Source document.
--- BEGIN ---
We do not need to run GC if there is no possible cyclic reference.
We use unix_graph_maybe_cyclic to decide if we should run GC.

If a fd of an AF_UNIX socket is passed to an already inflight AF_UNIX
socket, they could form a cyclic reference.  Then, we set true to
unix_graph_maybe_cyclic and later run Tarjan's algorithm to group
them into SCC.

Once we run Tarjan's algorithm, we are 100% sure whether cyclic
references exist or not.  If there is no cycle, we set false to
unix_graph_maybe_cyclic and can skip the entire garbage collection
next time.

When finalising SCC, we set true to unix_graph_maybe_cyclic if SCC
consists of multiple vertices.

Even if SCC is a single vertex, a cycle might exist as self-fd passing.

To detect the corner case, we can check all edges of the vertex, but
instead, we add a new field that counts the number of self-references
to finish the decision in O(1) time.

With this change, __unix_gc() is just a spin_lock() dance in the normal
usage.

Signed-off-by: Kuniyuki Iwashima <kuniyu@amazon.com>
---
 include/net/af_unix.h |  1 +
 net/unix/garbage.c    | 56 +++++++++++++++++++++++++++++++++++++++++--
 2 files changed, 55 insertions(+), 2 deletions(-)
--- END ---
Source data
--- BEGIN ---
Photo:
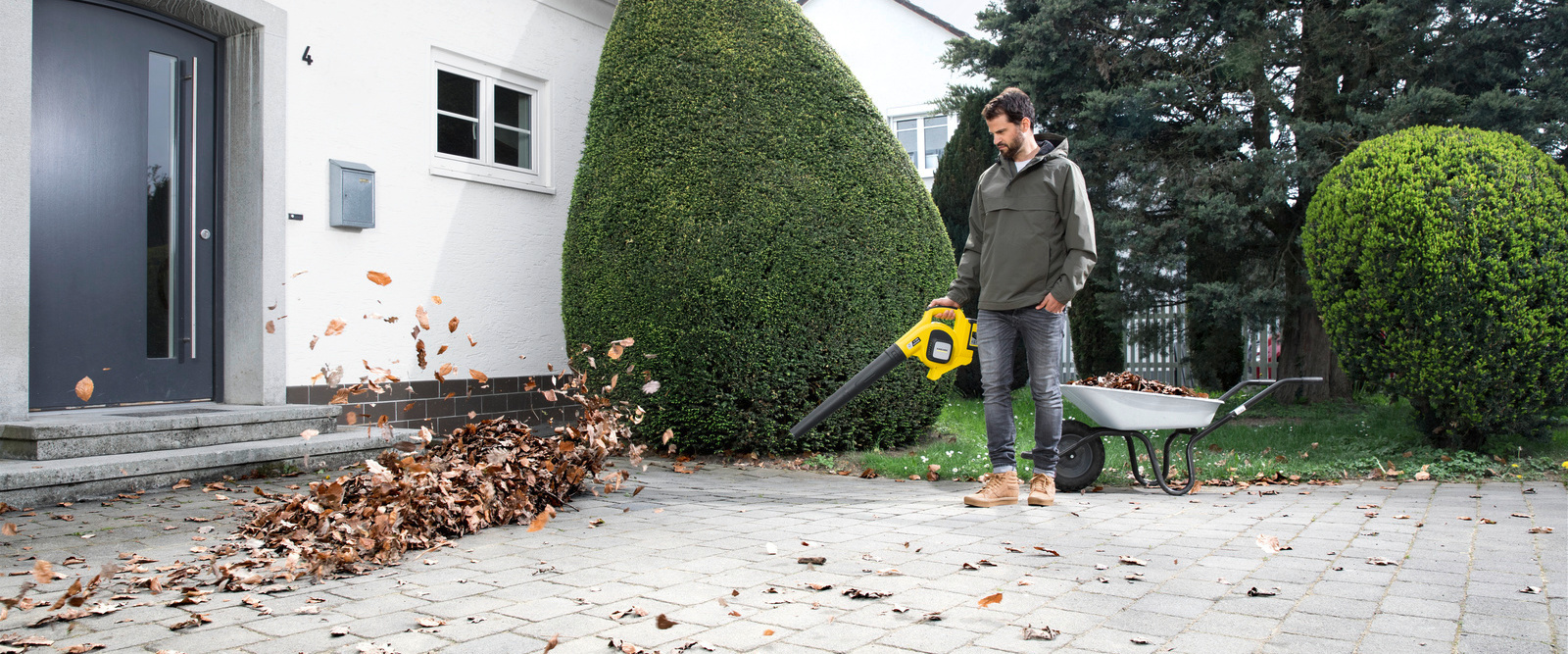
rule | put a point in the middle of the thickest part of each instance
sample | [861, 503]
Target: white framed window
[922, 138]
[488, 123]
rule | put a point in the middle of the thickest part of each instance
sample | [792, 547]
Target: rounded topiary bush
[745, 214]
[1439, 259]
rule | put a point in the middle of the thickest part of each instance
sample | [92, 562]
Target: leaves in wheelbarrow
[1131, 381]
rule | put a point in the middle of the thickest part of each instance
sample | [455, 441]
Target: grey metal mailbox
[353, 195]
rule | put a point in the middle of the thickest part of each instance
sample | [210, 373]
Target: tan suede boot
[1042, 491]
[1000, 488]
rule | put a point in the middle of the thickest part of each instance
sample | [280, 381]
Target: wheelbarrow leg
[1133, 462]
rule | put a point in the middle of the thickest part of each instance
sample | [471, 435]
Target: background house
[176, 168]
[893, 47]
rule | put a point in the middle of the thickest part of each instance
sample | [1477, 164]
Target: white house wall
[891, 49]
[491, 253]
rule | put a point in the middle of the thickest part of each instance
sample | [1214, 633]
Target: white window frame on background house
[925, 154]
[483, 165]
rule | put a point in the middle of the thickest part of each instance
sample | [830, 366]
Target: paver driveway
[697, 548]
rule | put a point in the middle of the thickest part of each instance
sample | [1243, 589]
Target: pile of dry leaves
[480, 476]
[1133, 381]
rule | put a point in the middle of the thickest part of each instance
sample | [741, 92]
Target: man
[1031, 248]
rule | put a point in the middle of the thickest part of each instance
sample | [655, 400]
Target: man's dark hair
[1013, 102]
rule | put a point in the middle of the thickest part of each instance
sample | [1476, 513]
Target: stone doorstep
[60, 434]
[41, 483]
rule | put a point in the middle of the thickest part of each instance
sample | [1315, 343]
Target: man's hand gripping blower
[940, 347]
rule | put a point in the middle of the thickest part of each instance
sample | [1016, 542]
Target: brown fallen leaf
[192, 622]
[1270, 544]
[1040, 634]
[43, 572]
[540, 520]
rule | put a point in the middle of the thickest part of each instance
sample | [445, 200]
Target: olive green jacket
[1031, 232]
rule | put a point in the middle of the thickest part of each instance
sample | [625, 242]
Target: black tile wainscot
[446, 405]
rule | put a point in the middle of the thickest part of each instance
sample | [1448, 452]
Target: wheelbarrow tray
[1136, 410]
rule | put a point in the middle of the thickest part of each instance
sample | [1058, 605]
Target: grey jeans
[1042, 332]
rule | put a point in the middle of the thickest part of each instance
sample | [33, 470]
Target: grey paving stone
[1212, 643]
[1473, 643]
[1421, 628]
[1507, 628]
[1291, 643]
[1421, 607]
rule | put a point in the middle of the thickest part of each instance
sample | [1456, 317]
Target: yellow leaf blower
[940, 347]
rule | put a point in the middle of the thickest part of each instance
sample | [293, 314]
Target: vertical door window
[935, 140]
[908, 136]
[457, 115]
[514, 127]
[164, 146]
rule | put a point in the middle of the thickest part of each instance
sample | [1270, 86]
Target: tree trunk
[1303, 348]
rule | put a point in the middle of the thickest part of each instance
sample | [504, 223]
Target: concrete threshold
[73, 455]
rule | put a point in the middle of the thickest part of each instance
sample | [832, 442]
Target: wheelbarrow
[1129, 415]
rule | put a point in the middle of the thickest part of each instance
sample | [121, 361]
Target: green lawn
[1327, 441]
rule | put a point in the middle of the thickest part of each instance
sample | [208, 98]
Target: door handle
[193, 120]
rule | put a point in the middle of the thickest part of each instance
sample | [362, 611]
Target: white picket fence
[1165, 361]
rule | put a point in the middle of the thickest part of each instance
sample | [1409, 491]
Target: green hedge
[745, 214]
[1440, 262]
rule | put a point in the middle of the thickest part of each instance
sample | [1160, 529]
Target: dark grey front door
[124, 217]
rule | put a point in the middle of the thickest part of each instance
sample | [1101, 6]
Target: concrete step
[65, 434]
[43, 483]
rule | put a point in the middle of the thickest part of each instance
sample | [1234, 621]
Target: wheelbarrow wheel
[1079, 468]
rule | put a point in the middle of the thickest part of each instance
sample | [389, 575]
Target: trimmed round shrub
[964, 157]
[1439, 258]
[745, 214]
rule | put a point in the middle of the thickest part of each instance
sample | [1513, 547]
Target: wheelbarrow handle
[1267, 391]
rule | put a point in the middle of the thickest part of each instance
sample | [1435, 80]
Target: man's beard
[1008, 149]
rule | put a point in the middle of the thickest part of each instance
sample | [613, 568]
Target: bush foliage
[745, 214]
[1440, 259]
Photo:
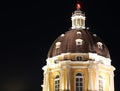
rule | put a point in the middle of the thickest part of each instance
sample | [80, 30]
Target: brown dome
[78, 41]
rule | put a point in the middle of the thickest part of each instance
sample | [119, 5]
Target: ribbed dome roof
[78, 41]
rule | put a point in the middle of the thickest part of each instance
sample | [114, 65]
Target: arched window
[57, 83]
[100, 83]
[79, 82]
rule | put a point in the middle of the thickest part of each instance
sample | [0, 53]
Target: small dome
[78, 41]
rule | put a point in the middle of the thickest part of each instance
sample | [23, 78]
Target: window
[100, 45]
[78, 22]
[78, 41]
[57, 83]
[79, 58]
[58, 45]
[100, 83]
[79, 82]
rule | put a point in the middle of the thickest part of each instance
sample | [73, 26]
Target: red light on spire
[78, 6]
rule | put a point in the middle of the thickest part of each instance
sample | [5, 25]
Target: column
[90, 86]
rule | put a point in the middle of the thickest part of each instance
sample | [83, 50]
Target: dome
[78, 41]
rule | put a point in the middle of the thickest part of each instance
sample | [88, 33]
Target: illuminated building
[78, 60]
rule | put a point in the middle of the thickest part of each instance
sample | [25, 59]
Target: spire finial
[78, 6]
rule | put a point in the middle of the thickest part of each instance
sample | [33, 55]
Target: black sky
[27, 31]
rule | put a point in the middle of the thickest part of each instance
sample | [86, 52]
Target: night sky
[27, 31]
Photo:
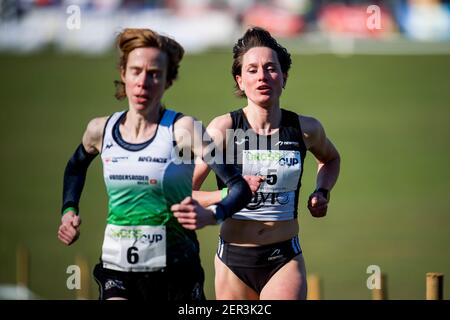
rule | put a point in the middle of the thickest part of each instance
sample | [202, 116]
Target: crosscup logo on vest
[136, 234]
[115, 159]
[152, 159]
[131, 177]
[280, 156]
[261, 198]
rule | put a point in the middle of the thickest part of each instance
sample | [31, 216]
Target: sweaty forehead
[259, 55]
[149, 57]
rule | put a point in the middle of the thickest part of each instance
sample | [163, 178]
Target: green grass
[389, 116]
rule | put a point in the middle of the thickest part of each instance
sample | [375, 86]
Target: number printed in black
[132, 255]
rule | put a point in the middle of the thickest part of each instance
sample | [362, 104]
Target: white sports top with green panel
[142, 181]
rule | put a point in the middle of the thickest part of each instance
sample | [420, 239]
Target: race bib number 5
[281, 168]
[134, 248]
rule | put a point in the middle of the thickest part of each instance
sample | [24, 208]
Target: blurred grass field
[389, 116]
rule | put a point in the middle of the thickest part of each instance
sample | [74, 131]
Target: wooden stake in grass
[83, 292]
[22, 265]
[314, 292]
[381, 294]
[435, 286]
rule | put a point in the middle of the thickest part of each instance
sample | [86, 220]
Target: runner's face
[261, 77]
[145, 77]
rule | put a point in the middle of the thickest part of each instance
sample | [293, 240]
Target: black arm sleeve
[75, 176]
[239, 193]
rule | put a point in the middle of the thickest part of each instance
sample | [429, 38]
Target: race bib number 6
[134, 248]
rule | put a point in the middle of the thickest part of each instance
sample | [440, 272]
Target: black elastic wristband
[75, 176]
[239, 193]
[324, 192]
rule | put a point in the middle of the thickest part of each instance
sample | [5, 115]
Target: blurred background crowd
[90, 25]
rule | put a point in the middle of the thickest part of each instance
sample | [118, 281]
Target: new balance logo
[287, 143]
[276, 254]
[241, 141]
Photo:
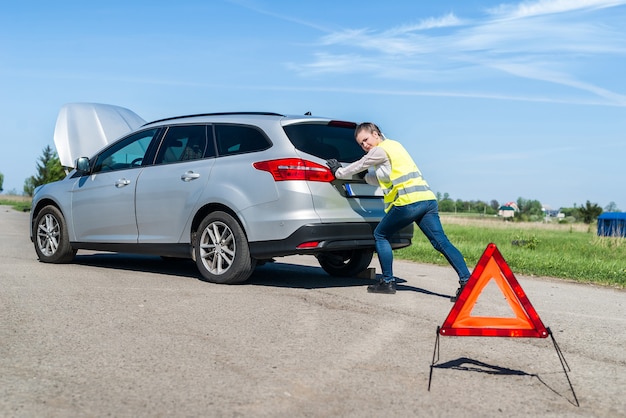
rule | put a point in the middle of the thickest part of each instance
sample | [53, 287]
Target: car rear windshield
[331, 140]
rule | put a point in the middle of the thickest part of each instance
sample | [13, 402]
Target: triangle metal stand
[559, 353]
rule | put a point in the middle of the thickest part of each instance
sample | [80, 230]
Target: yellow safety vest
[406, 183]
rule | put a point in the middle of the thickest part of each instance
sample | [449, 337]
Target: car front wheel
[345, 263]
[221, 250]
[52, 242]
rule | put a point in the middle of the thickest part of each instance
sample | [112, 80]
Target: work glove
[334, 165]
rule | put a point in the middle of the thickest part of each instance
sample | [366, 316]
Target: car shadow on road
[137, 262]
[275, 274]
[310, 277]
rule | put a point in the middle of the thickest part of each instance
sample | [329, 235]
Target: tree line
[49, 169]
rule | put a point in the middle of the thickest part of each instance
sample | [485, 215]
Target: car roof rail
[215, 114]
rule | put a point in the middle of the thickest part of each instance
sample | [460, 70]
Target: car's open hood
[84, 128]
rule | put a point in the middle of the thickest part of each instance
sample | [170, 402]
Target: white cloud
[543, 7]
[540, 41]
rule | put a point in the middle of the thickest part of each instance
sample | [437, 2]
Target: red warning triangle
[524, 323]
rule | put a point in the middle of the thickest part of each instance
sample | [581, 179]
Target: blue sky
[494, 100]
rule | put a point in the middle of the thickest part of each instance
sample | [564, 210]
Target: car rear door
[168, 191]
[103, 202]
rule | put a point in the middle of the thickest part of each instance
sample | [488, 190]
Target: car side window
[127, 153]
[238, 139]
[184, 143]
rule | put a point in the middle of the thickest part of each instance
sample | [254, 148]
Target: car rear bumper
[319, 238]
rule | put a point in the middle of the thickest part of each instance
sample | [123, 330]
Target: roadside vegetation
[566, 251]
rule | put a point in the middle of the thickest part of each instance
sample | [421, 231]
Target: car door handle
[122, 183]
[189, 175]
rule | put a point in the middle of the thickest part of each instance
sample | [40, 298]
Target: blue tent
[612, 224]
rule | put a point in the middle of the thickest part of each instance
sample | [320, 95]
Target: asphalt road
[129, 336]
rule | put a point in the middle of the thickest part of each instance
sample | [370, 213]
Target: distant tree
[49, 169]
[590, 212]
[445, 203]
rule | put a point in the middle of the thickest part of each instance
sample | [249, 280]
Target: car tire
[52, 242]
[345, 263]
[222, 251]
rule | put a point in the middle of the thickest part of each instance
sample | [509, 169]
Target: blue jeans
[425, 214]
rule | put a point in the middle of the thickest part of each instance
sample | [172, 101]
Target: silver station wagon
[228, 190]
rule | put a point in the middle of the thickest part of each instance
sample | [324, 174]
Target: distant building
[612, 224]
[507, 211]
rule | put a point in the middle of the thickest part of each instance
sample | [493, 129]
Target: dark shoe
[382, 287]
[458, 292]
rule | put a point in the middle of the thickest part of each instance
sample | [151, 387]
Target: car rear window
[332, 140]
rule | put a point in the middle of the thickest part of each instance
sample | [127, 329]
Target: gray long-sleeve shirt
[376, 157]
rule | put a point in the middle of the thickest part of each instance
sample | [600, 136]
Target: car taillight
[295, 169]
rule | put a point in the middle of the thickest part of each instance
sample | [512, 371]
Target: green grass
[20, 203]
[559, 251]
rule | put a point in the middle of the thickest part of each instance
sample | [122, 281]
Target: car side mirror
[82, 165]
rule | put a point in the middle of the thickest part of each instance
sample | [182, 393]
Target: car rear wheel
[345, 263]
[222, 251]
[52, 242]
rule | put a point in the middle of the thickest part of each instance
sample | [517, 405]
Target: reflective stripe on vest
[406, 183]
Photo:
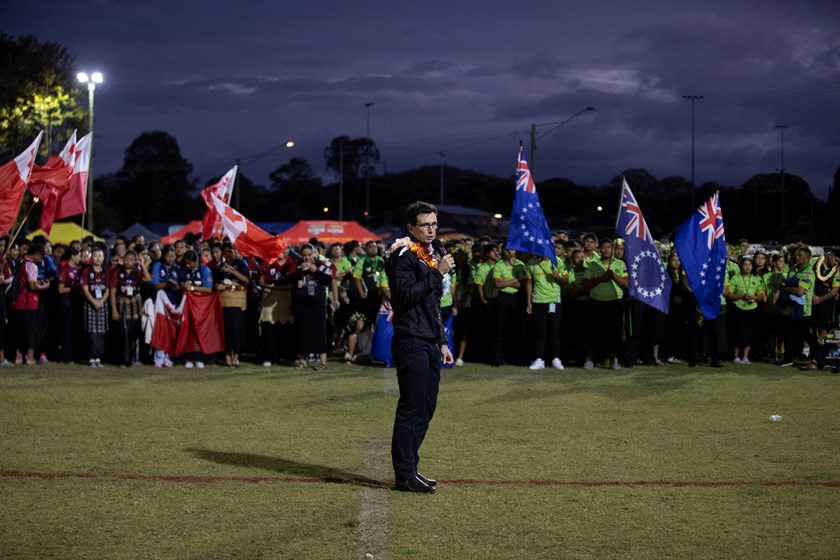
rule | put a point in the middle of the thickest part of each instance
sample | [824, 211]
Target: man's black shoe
[426, 481]
[413, 485]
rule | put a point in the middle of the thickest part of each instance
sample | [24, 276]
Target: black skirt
[309, 324]
[235, 328]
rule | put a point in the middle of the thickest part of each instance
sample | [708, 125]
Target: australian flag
[701, 245]
[649, 281]
[528, 229]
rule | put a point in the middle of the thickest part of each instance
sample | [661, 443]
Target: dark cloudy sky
[235, 79]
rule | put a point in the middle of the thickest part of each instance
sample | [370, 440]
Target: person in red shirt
[25, 306]
[69, 291]
[127, 305]
[95, 291]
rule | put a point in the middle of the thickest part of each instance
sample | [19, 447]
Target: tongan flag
[13, 178]
[50, 193]
[701, 244]
[649, 282]
[74, 200]
[248, 239]
[528, 229]
[211, 225]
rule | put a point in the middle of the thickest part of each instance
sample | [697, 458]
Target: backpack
[16, 287]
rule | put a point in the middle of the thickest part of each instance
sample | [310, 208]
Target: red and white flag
[247, 238]
[194, 325]
[13, 179]
[211, 225]
[43, 185]
[74, 200]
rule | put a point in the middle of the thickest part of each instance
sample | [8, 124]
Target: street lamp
[288, 144]
[368, 105]
[692, 98]
[782, 128]
[91, 81]
[442, 179]
[558, 124]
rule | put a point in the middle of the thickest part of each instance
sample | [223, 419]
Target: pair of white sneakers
[540, 364]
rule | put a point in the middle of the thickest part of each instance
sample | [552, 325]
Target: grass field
[278, 463]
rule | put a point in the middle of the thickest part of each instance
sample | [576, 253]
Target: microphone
[438, 247]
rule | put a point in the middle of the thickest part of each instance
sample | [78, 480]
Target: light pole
[782, 128]
[341, 182]
[288, 144]
[692, 98]
[442, 179]
[368, 105]
[558, 124]
[91, 81]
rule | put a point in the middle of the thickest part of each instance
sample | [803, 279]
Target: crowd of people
[87, 302]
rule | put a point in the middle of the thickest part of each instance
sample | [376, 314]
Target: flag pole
[617, 216]
[22, 222]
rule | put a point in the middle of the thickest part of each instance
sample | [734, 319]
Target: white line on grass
[373, 509]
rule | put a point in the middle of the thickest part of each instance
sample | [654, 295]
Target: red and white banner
[247, 238]
[13, 179]
[194, 325]
[43, 185]
[211, 225]
[74, 199]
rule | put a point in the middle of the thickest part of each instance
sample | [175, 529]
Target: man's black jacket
[416, 290]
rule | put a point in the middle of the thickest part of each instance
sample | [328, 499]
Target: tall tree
[38, 91]
[154, 183]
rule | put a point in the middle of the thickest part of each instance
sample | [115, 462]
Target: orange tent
[192, 227]
[327, 231]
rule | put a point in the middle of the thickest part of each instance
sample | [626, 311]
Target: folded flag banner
[649, 281]
[194, 325]
[45, 188]
[211, 225]
[701, 245]
[74, 200]
[247, 238]
[528, 228]
[13, 179]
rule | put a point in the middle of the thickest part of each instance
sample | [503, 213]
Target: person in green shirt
[484, 301]
[773, 280]
[606, 279]
[365, 276]
[462, 326]
[542, 295]
[508, 276]
[745, 290]
[799, 289]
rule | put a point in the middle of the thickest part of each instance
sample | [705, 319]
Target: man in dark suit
[416, 279]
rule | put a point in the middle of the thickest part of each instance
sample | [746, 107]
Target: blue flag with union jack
[528, 229]
[701, 244]
[648, 280]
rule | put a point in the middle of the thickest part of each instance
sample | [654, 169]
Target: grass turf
[276, 463]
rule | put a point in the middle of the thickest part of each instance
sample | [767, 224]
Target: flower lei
[818, 267]
[421, 252]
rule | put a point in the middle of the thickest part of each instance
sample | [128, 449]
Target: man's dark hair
[415, 209]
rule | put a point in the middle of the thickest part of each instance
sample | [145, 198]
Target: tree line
[156, 183]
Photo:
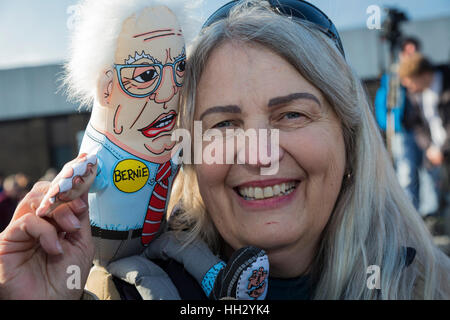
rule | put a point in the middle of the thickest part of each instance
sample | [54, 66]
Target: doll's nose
[167, 88]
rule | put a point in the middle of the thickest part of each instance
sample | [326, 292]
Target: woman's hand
[40, 257]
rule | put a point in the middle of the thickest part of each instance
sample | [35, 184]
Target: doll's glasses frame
[159, 70]
[296, 9]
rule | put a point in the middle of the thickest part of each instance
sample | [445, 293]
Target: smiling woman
[334, 207]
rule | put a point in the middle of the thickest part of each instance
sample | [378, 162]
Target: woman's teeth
[257, 193]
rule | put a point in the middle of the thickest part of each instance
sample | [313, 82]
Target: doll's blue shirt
[115, 202]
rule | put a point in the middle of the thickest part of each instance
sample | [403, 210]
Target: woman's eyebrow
[221, 109]
[291, 97]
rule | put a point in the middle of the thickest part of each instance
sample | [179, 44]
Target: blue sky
[36, 32]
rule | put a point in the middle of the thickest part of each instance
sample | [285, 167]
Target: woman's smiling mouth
[165, 122]
[266, 194]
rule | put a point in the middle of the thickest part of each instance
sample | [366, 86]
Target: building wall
[32, 146]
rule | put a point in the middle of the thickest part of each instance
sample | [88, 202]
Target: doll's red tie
[157, 204]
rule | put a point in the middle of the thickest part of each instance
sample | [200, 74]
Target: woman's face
[256, 89]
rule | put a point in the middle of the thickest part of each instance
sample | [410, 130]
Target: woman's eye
[146, 76]
[292, 115]
[224, 124]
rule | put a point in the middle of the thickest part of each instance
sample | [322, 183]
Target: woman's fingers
[32, 200]
[74, 179]
[31, 228]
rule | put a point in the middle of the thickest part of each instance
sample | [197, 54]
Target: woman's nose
[260, 148]
[167, 88]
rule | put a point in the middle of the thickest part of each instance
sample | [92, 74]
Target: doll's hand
[74, 180]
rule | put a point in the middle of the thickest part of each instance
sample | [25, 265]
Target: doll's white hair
[94, 39]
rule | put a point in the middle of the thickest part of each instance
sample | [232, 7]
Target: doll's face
[146, 81]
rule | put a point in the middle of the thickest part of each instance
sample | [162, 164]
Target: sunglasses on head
[297, 9]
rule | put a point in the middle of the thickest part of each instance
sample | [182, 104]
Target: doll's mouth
[165, 122]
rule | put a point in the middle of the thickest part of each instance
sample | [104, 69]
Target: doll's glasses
[296, 9]
[141, 80]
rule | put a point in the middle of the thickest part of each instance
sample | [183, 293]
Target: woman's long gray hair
[373, 221]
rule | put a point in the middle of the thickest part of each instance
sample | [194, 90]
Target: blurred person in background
[407, 156]
[429, 91]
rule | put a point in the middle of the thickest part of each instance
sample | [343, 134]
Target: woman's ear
[104, 88]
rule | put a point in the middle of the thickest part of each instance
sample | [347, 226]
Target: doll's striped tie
[157, 204]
--- END ---
Actions to take.
1. Answer these questions about the AF_UNIX garbage collection patch description:
(a) What does the patch description use to decide whether GC should run?
(b) Which algorithm groups the sockets into SCC?
(c) How many files does the patch change?
2. Could you pick up the AF_UNIX garbage collection patch description at the point where it stops and carry it forward?

Results of the exercise.
1.
(a) unix_graph_maybe_cyclic
(b) Tarjan's algorithm
(c) Two files: include/net/af_unix.h and net/unix/garbage.c

2.
diff --git a/include/net/af_unix.h b/include/net/af_unix.h
index b3ba5e949d62..59ec8d7880ce 100644
--- a/include/net/af_unix.h
+++ b/include/net/af_unix.h
@@ -36,6 +36,7 @@ struct unix_vertex {
 	struct list_head entry;
 	struct list_head scc_entry;
 	unsigned long out_degree;
+	unsigned long self_degree;
 	unsigned long index;
 	unsigned long lowlink;
 };
diff --git a/net/unix/garbage.c b/net/unix/garbage.c
index c4b0cc438c64..90f04d786dae 100644
--- a/net/unix/garbage.c
+++ b/net/unix/garbage.c
@@ -106,9 +106,23 @@ void unix_init_vertex(struct unix_sock *u)
 	struct unix_vertex *vertex = &u->vertex;
 
 	vertex->out_degree = 0;
+	vertex->self_degree = 0;
 	INIT_LIST_HEAD(&vertex->edges);
 }
 
+static bool unix_graph_maybe_cyclic;
+
+static void unix_graph_update(struct unix_edge *edge)
+{
+	if (unix_graph_maybe_cyclic)
+		return;
+
+	if (!edge->successor->out_degree)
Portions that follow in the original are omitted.